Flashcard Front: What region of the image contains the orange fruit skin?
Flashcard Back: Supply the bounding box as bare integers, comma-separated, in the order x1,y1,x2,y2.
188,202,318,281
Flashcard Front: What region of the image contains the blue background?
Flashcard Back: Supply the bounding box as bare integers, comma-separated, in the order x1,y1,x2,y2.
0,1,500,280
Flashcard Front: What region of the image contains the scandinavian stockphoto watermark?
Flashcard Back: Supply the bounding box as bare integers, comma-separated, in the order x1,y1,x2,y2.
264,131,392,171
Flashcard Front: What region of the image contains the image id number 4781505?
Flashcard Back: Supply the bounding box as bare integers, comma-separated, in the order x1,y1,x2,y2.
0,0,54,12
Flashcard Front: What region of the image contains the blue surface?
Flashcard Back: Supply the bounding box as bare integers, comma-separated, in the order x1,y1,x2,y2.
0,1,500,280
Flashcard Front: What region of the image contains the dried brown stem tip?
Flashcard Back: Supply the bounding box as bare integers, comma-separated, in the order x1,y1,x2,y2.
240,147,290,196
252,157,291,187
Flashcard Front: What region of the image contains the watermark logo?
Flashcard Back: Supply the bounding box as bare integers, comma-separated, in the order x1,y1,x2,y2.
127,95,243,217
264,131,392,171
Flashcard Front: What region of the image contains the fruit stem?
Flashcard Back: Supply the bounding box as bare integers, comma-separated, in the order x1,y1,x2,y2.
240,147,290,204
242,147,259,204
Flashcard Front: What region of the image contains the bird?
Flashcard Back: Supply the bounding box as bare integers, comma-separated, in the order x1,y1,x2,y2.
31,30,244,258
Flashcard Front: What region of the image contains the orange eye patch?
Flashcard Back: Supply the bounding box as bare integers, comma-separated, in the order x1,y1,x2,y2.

· · ·

The problem: Please rewrite all of the items above as a numbered list, leaving out any blank lines.

Exercise output:
1. Flashcard Front: What region of the image contains the orange fruit skin?
2. Flashcard Back: Supply the bounding box as bare integers, comma-separated, in the order x1,y1,x2,y2.
3. 188,202,318,281
4. Flashcard Front: What region of the image contains the blue background?
5. Flashcard Back: Supply the bounding box as bare integers, comma-separated, in the order x1,y1,x2,y2.
6. 0,1,500,280
7. Flashcard Front: What region of the image contains the scandinavian stockphoto watermark?
8. Flashcard Back: Supply the bounding box as bare integers, comma-separated, in the order x1,y1,x2,y2.
9. 264,131,392,171
10. Flashcard Front: What region of the image contains the image id number 4781505?
11. Flashcard Back: Supply the bounding box as bare integers, comma-separated, in the order x1,y1,x2,y2.
12. 0,0,54,12
13. Flashcard Front: What region of the image contains the blue surface?
14. Flashcard Back: Supply the bounding box as bare integers, comma-separated, in the order x1,y1,x2,y2.
15. 0,1,500,280
16. Flashcard Front: What region of the image contains the dried brown stem tip?
17. Flashcard Back: Supply the bounding box as bare integers, comma-separated, in the order x1,y1,x2,y2.
18. 240,147,290,196
19. 252,157,291,187
20. Flashcard Front: What region of the image contains the watermark logo?
21. Flashcard Back: Supply the bounding box as bare integers, comma-separated, in the order x1,y1,x2,y2.
22. 127,95,243,217
23. 264,131,392,171
24. Flashcard Front: What region of the image contains the fruit stem?
25. Flashcard Back: Supply the bounding box as bare integers, comma-separated, in the order x1,y1,x2,y2.
26. 240,147,290,204
27. 242,147,259,204
28. Flashcard Front: What region of the image contains the bird?
29. Flashcard Back: Supply the bounding box as bare integers, comma-separated, in the order x1,y1,x2,y2.
30. 31,30,244,258
31. Flashcard Front: What region of the image contains the orange eye patch?
32. Flashcard Back: Supply the bounding box as bare integers, comma-separated, in the order x1,y1,x2,y2.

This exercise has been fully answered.